Task inputs START
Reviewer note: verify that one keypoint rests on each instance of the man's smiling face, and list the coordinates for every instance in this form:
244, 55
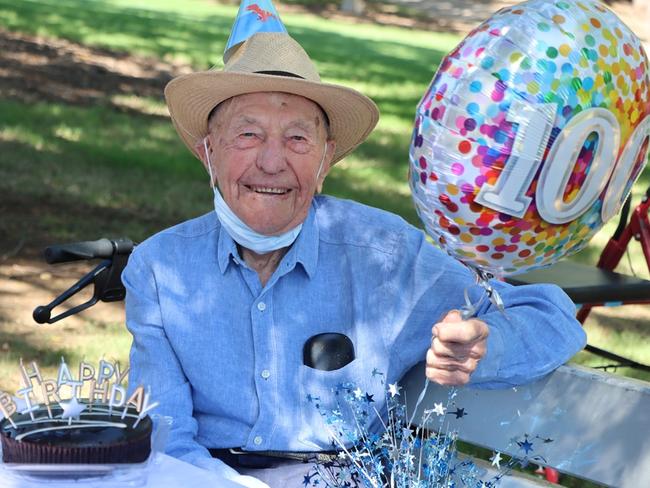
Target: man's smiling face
266, 149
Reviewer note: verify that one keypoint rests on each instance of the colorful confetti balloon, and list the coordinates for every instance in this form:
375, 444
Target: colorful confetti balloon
531, 135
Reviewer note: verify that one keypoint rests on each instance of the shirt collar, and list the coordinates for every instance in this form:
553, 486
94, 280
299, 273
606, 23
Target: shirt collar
304, 249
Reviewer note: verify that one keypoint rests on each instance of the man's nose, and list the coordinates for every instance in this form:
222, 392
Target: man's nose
272, 157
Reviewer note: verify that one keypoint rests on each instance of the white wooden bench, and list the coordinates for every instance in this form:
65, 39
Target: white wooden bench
596, 424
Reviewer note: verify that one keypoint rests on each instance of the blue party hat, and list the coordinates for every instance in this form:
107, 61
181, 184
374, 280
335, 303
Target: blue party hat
253, 16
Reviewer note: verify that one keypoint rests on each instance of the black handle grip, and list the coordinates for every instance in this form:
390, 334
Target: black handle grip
75, 251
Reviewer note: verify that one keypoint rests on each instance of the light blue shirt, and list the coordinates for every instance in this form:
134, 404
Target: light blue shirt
224, 355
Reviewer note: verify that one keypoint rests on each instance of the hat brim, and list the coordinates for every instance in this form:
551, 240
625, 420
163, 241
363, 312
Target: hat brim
191, 98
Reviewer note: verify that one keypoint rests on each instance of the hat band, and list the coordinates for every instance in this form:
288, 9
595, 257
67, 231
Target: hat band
279, 73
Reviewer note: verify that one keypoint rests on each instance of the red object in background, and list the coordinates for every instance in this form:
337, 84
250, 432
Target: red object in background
638, 228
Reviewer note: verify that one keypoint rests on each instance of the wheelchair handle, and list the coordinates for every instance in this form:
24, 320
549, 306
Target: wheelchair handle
76, 251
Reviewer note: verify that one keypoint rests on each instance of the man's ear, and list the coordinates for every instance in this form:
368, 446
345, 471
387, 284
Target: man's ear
199, 149
327, 163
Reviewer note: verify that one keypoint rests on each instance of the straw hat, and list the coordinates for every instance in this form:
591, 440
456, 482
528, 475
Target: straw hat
269, 61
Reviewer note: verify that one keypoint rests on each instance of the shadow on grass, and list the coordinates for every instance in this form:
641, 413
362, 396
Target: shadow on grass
201, 40
18, 345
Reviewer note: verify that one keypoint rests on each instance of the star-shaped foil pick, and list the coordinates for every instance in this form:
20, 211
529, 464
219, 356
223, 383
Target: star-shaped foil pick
496, 460
526, 445
72, 408
438, 409
394, 389
459, 413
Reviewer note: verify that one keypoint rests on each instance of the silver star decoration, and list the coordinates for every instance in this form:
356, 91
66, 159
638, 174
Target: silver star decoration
72, 408
496, 460
394, 389
438, 409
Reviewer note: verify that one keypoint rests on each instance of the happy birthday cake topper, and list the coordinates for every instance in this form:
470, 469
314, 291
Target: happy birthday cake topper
102, 384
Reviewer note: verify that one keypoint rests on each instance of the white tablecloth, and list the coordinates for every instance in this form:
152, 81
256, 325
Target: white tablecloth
163, 472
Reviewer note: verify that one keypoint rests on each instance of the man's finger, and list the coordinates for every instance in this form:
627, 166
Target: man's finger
454, 350
447, 378
461, 332
466, 365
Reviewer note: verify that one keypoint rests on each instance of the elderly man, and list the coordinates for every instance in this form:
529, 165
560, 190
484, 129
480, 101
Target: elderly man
223, 307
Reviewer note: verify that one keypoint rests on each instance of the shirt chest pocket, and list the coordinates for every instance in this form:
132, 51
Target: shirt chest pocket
324, 407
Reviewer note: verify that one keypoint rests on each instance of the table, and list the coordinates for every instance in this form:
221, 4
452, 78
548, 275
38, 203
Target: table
Task inputs END
> About this task:
What is needed is a verbatim transcription of the records, minus the pictures.

> Task output:
Reviewer note: verify that one keypoint rests on each instance of the man's smiling face, and list the coordinates for every instance in this form:
244, 55
Target: man's smiling face
266, 149
Reviewer note: verify that one keypoint rests on each instance of the colorful confetti balloon, and list the coordinates for every instance in this form:
375, 444
Target: colorful confetti balloon
531, 135
Reviewer note: verify that one keypoint rests on each instance of the shirt collar, and list the coordinates for every instance in this form:
553, 486
94, 280
299, 273
606, 23
Target: shirt collar
304, 249
Reviewer note: verify that one keypoint rests on each instance of the man's nose, and list the coordinates for every instance in this form:
222, 392
Target: man's nose
272, 157
Reviewer note: verify that one keypoint rests on each instance of the white wooden bench, and list the coordinates for every instance in this form:
65, 39
Target: white wooden bench
596, 424
Reviewer note: verify that one keypoint rests on each instance of the blue party hat, and list the coordinates for every instance in this form:
107, 61
181, 184
374, 280
335, 303
Target: blue party hat
253, 16
Reviewer note: verify that one keypoint rests on each instance of the black handle grip, and list the coordinates for every instance in this form:
390, 334
Target: black handle grip
75, 251
Reviewer note: verify that one keypoint rests on each instance of the light blue shirt, and list the coordinates for every instance in this form:
134, 404
Target: light blue shirt
224, 355
Reviewer note: verify that one keypoint rests on each instance of the hat brim, and list the coordinates for every instance in this form:
551, 240
625, 420
163, 241
363, 312
Target: hat brim
191, 98
Reviewer note: verify that one keypoint rests on each instance of the hat band, and list the coordinates for every instance in this form:
288, 9
595, 257
67, 231
Target: hat band
279, 73
Reviewer note: verify that one keypoint rests on each instance of the red object in background, and list the coordinates for every instance in this form:
337, 84
250, 432
Target: red object in background
638, 228
Reviewer note: verify that one keypoint rests on each instance of the wheelchair handle, and list the coordinates for every instance in this form:
24, 320
549, 306
Target: wheelchair handle
76, 251
Reviewer note: verify that one keypoint rests on each instance of the man's ear, and list the coordinates for every instance in this form:
368, 446
345, 471
387, 284
Target: man's ear
199, 149
327, 163
Reviewer note: verify that one keypoint rests on each instance of the straw hat, and list the coordinates for every instance in this form:
591, 440
456, 482
528, 475
Target: straw hat
269, 61
Reviewer note: verify that one keypoint rests on each instance of the shadow on grass, and list the coordinates for every instance in this form:
641, 413
362, 396
Target: shadow on grass
201, 40
18, 345
Reviewer note: verify that one keypoint rests on each instance of the star-shaped foil pick, and list the coordinates for every instance in this form:
20, 211
529, 464
219, 356
223, 383
Target: star-shaped foil pick
496, 460
526, 445
72, 408
438, 409
394, 389
459, 413
Reviewer note: verify that one keypoint rests on each instance of the silver star decoration, and list the coordinates for every instance in this form:
356, 91
66, 159
638, 174
Target: silver star decoration
72, 408
496, 460
394, 389
438, 409
Reviewer note: verify that one keypoint rests on each instance of the happy birthday cake topper, and list the coordinates for every instance in this form:
470, 469
314, 291
Target: happy birthday cake topper
102, 384
Reviewer note: verify that one keypoint rests on each instance of the white tablecloth, and list the coordinates for every instance in this form:
152, 81
256, 325
Target: white tablecloth
163, 472
Reviewer note: verify that one keypoint rests on each instance of the man's finger, and list the coordinates for every instance in this form:
627, 166
Target: man's finger
454, 350
447, 378
461, 332
466, 365
Reviewer note: verify that one keypoint rests on each instance of the elderly man, and list the coordinates for every instance in this form:
529, 165
560, 190
484, 129
480, 101
Target: elderly man
223, 307
Reviewer note: verify that one keypoint rests on each instance of the shirt chest pocket, and list the coordinates for every instance in this form:
132, 51
Target: shirt chest pocket
324, 407
Reviewer note: verify that one keypoint rests on each instance of the table, and list the coordinates for every instance in this form:
221, 4
452, 78
548, 275
38, 203
Target: table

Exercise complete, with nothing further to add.